Activity -
Please write out, exactly as they appear, the line containing "occurrences of ceiling" and every line after it to the end of the records, and nothing more.

[[ Data records, beginning ]]

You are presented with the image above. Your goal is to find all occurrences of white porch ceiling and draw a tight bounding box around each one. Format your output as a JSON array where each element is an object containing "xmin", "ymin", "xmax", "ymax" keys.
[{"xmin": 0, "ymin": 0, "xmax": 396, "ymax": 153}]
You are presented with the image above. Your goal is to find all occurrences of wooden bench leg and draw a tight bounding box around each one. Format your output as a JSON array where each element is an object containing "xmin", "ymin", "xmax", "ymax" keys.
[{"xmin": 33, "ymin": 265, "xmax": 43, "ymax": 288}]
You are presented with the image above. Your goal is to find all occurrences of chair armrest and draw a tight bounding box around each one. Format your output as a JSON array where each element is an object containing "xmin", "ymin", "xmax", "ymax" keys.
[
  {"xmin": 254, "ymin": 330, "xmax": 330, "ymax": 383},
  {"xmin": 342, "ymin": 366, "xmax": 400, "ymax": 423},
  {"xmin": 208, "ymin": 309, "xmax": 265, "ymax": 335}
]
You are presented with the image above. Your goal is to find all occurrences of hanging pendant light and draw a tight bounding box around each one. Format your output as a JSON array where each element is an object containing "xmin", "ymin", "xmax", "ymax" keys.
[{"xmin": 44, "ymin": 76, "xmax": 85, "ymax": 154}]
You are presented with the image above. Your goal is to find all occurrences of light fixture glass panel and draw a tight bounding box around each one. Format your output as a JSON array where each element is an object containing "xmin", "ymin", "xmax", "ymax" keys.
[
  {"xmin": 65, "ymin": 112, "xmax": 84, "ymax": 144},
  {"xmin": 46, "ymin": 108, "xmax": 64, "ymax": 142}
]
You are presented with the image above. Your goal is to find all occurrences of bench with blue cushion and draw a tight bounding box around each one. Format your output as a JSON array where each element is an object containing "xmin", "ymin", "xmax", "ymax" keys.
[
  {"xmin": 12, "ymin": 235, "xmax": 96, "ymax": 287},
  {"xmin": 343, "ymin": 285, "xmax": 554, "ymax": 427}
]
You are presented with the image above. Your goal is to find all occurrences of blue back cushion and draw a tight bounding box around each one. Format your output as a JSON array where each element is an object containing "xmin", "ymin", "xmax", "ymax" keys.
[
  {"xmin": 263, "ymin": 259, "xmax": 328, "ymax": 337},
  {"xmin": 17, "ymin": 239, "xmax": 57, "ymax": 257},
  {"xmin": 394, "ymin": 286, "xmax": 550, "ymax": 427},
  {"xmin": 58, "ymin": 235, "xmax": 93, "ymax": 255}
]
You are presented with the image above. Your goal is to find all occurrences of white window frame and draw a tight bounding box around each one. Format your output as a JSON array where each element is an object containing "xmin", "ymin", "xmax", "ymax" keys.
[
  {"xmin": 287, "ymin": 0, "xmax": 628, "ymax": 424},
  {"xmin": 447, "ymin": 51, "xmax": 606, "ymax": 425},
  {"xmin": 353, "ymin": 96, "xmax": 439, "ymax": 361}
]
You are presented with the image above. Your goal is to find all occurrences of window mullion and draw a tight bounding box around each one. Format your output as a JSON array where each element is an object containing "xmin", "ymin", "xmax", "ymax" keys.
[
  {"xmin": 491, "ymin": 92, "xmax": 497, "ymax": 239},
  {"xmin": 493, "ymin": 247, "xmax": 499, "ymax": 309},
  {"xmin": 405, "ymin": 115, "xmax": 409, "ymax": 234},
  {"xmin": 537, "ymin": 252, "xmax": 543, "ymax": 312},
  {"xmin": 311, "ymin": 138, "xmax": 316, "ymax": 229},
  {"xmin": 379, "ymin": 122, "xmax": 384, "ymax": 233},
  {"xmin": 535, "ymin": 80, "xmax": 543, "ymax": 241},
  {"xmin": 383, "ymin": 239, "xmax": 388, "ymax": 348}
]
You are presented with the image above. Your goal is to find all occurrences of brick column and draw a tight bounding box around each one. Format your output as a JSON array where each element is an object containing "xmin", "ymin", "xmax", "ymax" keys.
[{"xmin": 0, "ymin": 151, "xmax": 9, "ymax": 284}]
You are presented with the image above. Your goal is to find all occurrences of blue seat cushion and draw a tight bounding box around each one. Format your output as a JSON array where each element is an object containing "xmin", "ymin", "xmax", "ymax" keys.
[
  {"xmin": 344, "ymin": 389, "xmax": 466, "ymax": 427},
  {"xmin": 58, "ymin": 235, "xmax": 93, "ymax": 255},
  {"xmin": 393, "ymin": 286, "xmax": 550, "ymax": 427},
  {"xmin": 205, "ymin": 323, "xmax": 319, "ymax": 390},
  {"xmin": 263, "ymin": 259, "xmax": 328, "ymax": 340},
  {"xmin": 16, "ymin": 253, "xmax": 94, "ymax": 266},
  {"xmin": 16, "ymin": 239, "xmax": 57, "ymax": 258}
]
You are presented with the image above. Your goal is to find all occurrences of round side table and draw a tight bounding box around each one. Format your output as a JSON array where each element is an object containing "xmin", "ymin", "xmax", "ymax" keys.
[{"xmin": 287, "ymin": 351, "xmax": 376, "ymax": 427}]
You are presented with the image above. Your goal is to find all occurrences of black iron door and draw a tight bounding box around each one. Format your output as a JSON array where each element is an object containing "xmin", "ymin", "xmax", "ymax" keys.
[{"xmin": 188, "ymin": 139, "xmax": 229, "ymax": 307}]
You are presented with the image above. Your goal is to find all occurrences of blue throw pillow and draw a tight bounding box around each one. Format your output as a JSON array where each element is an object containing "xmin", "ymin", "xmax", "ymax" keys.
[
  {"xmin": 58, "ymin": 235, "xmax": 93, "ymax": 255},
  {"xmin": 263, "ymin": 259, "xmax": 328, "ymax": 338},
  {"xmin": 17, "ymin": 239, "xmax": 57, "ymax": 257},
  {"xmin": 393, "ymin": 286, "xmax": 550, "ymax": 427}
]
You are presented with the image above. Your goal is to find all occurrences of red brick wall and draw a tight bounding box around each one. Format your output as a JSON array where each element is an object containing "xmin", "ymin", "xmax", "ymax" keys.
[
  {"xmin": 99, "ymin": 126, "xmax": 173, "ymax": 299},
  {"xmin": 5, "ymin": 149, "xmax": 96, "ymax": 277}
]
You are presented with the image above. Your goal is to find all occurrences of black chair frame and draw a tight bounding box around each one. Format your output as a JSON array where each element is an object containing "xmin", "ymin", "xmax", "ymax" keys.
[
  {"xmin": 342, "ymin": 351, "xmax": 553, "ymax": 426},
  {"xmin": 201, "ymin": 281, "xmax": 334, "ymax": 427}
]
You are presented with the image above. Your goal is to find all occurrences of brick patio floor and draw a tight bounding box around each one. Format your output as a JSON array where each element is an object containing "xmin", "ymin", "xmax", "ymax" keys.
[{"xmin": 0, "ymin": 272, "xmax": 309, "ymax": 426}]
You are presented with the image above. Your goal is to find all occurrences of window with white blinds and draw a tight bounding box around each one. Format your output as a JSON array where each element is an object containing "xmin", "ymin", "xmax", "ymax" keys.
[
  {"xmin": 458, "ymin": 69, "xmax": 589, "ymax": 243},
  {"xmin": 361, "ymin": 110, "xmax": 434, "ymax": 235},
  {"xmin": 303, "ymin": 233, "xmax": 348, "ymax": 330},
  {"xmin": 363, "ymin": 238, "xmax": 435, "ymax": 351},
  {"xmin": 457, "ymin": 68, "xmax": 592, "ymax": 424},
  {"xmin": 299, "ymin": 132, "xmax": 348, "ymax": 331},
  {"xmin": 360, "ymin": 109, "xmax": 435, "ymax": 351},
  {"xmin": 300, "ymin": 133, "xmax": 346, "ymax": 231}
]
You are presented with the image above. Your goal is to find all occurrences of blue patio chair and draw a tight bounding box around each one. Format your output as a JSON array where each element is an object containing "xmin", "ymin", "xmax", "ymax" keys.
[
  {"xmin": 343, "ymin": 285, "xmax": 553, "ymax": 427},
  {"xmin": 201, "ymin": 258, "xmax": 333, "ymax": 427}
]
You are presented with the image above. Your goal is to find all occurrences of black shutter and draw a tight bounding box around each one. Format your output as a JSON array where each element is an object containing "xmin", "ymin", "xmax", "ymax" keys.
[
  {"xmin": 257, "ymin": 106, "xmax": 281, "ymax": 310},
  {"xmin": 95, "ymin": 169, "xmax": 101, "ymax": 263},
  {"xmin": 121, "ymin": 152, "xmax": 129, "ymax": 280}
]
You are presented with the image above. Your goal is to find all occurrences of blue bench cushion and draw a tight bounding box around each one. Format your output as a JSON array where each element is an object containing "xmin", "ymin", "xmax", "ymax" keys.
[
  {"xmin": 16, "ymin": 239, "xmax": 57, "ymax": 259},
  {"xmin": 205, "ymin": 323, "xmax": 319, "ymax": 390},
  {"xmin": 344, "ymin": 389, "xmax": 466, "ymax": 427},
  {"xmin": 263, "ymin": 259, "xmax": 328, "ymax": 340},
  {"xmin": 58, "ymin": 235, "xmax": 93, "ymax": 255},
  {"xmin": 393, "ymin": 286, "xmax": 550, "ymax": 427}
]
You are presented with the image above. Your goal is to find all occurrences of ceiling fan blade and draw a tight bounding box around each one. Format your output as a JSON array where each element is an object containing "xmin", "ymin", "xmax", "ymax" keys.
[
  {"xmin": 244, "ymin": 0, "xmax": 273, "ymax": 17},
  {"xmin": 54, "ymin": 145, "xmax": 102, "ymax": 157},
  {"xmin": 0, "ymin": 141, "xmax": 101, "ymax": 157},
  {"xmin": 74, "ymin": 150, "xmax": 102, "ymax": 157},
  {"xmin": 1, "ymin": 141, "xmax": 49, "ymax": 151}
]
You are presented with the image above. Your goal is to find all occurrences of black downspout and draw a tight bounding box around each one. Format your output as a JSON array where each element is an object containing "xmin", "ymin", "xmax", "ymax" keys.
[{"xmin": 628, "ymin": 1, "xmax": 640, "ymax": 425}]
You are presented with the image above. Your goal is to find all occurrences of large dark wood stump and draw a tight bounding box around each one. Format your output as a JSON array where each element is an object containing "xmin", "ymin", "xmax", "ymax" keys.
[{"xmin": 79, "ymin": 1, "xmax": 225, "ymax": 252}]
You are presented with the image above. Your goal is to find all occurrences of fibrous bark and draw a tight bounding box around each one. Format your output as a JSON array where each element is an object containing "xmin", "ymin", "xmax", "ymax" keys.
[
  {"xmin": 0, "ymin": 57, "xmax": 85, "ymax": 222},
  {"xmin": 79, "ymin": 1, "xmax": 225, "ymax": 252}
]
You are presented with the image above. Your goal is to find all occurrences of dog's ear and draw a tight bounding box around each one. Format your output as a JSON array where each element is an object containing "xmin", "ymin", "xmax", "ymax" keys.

[[ Data records, end ]]

Output -
You are presented with the image above. Your goal is to find all occurrences of ceiling fan blade and draw a tight bounding box around each one. Format your output as a JSON array where each element is an object containing "xmin", "ymin", "xmax", "ymax" keys.
[
  {"xmin": 244, "ymin": 0, "xmax": 273, "ymax": 17},
  {"xmin": 54, "ymin": 145, "xmax": 102, "ymax": 157},
  {"xmin": 0, "ymin": 141, "xmax": 101, "ymax": 157},
  {"xmin": 74, "ymin": 150, "xmax": 102, "ymax": 157},
  {"xmin": 1, "ymin": 141, "xmax": 49, "ymax": 151}
]
You are presented with the image above. Your goal is to find all occurrences of black downspout and draw a tight bounding box around each one. Format your output as a JSON array where each element is an object containing "xmin", "ymin", "xmax", "ymax" keys.
[{"xmin": 628, "ymin": 1, "xmax": 640, "ymax": 425}]
You are presented with the image above. Your goal is to find all occurrences of large dark wood stump and draw a tight bounding box around each one. Format your output as a JSON array where each element is an object containing "xmin", "ymin", "xmax", "ymax" keys.
[{"xmin": 79, "ymin": 1, "xmax": 225, "ymax": 252}]
You are presented with the image above. Your goal is to find all occurrences of fibrous bark and draw a tight bounding box around each one. Format your output as a JSON array where each element is an object containing "xmin", "ymin", "xmax", "ymax" keys.
[
  {"xmin": 0, "ymin": 57, "xmax": 85, "ymax": 222},
  {"xmin": 79, "ymin": 1, "xmax": 225, "ymax": 252}
]
You are presented with the image above. Your goal is to find all occurrences of dog's ear and draw a tight bounding box around each one. Format your output as a JSON array where each element is an object containing "xmin", "ymin", "xmax", "ymax" keys.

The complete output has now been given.